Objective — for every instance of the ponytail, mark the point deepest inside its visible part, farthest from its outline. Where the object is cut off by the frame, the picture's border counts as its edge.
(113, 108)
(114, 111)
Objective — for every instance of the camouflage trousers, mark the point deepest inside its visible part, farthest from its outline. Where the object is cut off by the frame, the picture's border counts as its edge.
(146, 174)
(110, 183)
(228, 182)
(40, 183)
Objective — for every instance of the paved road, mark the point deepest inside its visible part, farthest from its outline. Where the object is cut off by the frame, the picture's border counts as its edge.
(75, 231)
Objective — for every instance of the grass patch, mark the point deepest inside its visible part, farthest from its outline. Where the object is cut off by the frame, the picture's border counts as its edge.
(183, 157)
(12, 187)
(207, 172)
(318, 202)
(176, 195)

• TASK DESCRIPTION: From the line that contains "Objective — for every instance of the camouflage" through the last line of the records above, copy every line exactly and leave out the rest.

• EXPECTED OUTPUT:
Objective — for every instance of the camouflage trousers, mark the point deepest inside its visible part, farthest from its outline. Where the object is cut off by the frame, the picture's border counts as its edge.
(146, 174)
(110, 183)
(228, 182)
(40, 183)
Objective — for every instance of the paved road, mark the point deepest inside its visible part, farthest from its outline. Where the object is cut off by the frame, the picture's border counts as its edge.
(75, 231)
Objective — for every instance of the grass patch, mark the point deepest inside its visible part, farthest from its outline. Where the object is cut off by the frame, the picture's border counts as its edge.
(183, 157)
(12, 187)
(207, 172)
(318, 202)
(176, 195)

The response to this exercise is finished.